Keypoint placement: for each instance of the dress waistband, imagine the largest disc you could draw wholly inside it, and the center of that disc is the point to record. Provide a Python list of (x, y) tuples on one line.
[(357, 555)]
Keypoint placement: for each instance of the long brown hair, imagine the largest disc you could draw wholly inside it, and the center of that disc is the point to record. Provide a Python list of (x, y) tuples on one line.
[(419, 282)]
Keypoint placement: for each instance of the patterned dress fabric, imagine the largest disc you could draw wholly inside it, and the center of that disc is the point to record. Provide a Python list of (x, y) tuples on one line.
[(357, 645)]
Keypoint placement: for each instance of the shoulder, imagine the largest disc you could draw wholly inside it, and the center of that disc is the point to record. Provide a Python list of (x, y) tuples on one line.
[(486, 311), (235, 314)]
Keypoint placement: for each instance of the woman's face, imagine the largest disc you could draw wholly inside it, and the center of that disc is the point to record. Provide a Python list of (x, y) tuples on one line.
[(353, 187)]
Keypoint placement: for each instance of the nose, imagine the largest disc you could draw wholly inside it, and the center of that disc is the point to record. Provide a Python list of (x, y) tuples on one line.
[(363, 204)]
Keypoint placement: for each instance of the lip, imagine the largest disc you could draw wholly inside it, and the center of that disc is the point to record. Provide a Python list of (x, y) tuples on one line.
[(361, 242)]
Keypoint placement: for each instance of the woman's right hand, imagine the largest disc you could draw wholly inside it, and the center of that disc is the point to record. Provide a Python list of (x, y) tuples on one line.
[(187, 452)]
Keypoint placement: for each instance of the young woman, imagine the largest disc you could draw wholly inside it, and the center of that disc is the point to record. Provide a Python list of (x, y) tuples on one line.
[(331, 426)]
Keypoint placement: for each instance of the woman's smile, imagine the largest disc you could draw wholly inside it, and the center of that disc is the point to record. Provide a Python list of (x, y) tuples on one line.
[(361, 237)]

————

Your task: Your response must contain the complete listing, copied without deviation.

Solution for this problem:
Keypoint placement: for each instance of the dress waistband, imagine the largest disc you could draw wholly inside it, and the center of that disc is the point to record. Provide a Python list of (x, y) tuples on one line.
[(357, 555)]
Keypoint placement: for each instance of the long brown hair, imagine the largest disc you could draw wholly inside it, and the center of that disc is the point to record. Provide a Python list of (x, y) tuples on one line.
[(419, 282)]
Keypoint placement: for each instance of the patterned dress fabric, imagine the largest disc you could draw wholly inside it, and the center of that disc is the point to record. Provide a Python list of (x, y) tuples on one line.
[(357, 645)]
Keypoint placement: for each instance of the shoulder, imagine the largest disc you could draw wholly inside it, and the center of that disc is the point to record. Provide a Python list of (x, y) tuples on one line.
[(486, 311), (235, 314)]
Keypoint placement: for each instance of the woman's face, imagine the largest disc you could draw wholly inside it, and the center of that disc is the point to record. Provide a Python list of (x, y) tuples on one line.
[(353, 187)]
Keypoint placement: for each instance of the nose, imagine the largest disc you could draw wholly inside it, and the center of that disc is the point to record. Provide a Python list of (x, y) tuples on one line.
[(363, 204)]
Keypoint placement: for each instance of the lip, imagine the largest disc you could draw wholly inside it, and the center of that disc is the point to record. Provide a Python list of (x, y) tuples on one line.
[(361, 242)]
Keypoint placement: for each instance of the woman's right hand, imagine the largest disc you could draw wholly inside it, and the center of that disc is the point to record. Provide a Python list of (x, y) tuples on one line.
[(187, 452)]
Keypoint placement: for each instance of the young woman, imagine the largest disc you could draw wholly inside it, and the center of that disc is the point to record. Provide a Python list of (x, y) tuples on one line.
[(331, 426)]
Keypoint placement: for each instance of the woman's smile, imagine the largest disc you could draw wholly inside it, and the center of that disc is the point to record. Provide a Python list of (x, y) tuples on one line.
[(361, 237)]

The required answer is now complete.